Extract provided:
Primary care networks (PCNs) has played a significant role in combating the coronavirus pandemic in the UK, according to a report on the progress made and challenges faced by networks in the first two years of their five-year contract.
The report, based on a series of engagement sessions, hosted by the PCN Network, and a survey of more than 150 PCN clinical directors and PCN managers, was released by the NHS Confederation on Monday (2).
“Just two years on from their creation, they have risen to the challenges presented by the pandemic, administering the majority of vaccinations, reaching out to underserved communities and making headway against their objective to tackle health inequalities,” the report said.
Despite high workload during the pandemic PCNs’ profile has increased, leading to greater awareness of the services they offer and strengthening of relationships with local partners.
They helped in workforce development along with leadership capability and retention.
The report noted that PCNs are developing creative ways to reach underserved communities, tackle health inequalities and manage population health.
Highlighting the challenges faced by PCNs, the report said, “More than nine in ten survey respondents said their workload was greater than expected, with the consistently high workload derailing PCNs’ existing and planned work programmes.

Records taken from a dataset

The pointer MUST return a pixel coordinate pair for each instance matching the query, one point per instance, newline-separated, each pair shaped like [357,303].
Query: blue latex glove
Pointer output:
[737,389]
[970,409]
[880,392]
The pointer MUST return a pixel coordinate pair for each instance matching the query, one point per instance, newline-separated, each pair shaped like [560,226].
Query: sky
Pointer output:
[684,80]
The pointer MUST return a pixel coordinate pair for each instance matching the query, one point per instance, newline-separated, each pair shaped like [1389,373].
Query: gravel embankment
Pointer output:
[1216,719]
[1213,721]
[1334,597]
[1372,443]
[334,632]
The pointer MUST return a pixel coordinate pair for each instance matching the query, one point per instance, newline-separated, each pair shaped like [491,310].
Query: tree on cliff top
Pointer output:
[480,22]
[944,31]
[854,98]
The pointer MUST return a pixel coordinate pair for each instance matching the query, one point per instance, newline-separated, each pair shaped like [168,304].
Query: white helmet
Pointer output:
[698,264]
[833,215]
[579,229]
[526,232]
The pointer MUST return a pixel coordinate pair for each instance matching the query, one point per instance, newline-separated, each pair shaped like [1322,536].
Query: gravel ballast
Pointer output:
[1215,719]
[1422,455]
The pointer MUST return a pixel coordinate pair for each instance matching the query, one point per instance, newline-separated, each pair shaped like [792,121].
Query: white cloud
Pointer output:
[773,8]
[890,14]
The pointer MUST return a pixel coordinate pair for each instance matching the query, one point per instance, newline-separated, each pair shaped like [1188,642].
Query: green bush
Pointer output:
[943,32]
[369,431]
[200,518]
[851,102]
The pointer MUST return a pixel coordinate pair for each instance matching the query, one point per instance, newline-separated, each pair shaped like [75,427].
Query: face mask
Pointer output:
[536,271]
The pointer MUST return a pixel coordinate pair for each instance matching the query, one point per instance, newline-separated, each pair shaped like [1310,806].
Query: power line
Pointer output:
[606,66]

==

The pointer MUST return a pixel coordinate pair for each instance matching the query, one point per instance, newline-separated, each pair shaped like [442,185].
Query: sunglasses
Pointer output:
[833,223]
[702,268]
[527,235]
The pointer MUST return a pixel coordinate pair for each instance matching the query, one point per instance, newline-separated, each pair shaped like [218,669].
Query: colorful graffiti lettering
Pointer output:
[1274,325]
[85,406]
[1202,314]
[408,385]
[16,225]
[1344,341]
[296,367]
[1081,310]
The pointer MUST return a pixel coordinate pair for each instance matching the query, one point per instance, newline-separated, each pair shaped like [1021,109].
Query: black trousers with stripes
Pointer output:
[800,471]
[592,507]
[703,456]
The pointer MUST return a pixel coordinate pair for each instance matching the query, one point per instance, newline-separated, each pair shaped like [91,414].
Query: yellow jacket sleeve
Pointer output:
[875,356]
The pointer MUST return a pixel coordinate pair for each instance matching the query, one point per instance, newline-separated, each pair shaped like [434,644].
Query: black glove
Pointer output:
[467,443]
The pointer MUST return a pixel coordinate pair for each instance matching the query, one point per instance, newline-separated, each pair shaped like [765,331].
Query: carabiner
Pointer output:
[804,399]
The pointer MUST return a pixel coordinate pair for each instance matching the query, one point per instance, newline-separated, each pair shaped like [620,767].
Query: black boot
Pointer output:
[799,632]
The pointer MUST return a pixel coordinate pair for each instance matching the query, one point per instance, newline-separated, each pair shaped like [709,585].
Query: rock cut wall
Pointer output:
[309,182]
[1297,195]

Exercise instructions:
A: In the article on primary care networks, which organization released the report?
B: Extend the article on primary care networks, picking up after its final sentence.

Your responses:
A: The NHS Confederation

B:
“New service specifications are causing confusion over the purpose of PCNs, while a lack of consistent infrastructure was seen as hindering progress. Tensions were also identified with some local partners.”
A similar report on one-year performance of PCNs was released in July 2020, which identified three principles for NHS England and NHS Improvement (NHSEI) to consider when developing PCN policy.
The three principles were – PCNs having autonomy over their resources and influence over policies determining their future, as well as within integrated care systems (ICSs); a flexible approach to be factored into their development; and for the shift towards ICSs to be accompanied by streamlined processes for PCNs. These principles have informed PCN policy over the past year, especially with regards to the health and care bill and ICS guidance.
“We encourage NHSEI to use these principles to underpin the development of PCN policy and all policies that impact PCNs,” it said.
The 2021-22 network Direct Enhanced Services (DES) addressed some of the asks, that have not been resolved fully and remain relevant.
“Through continuing engagement with clinical directors and PCN managers, we will develop specific asks for the 2022-23 network contract DES in the autumn, relating to workload management; funding for PCN leadership and management; certainty around funding streams and contractual arrangements; and consistent and streamlined processes,” it said.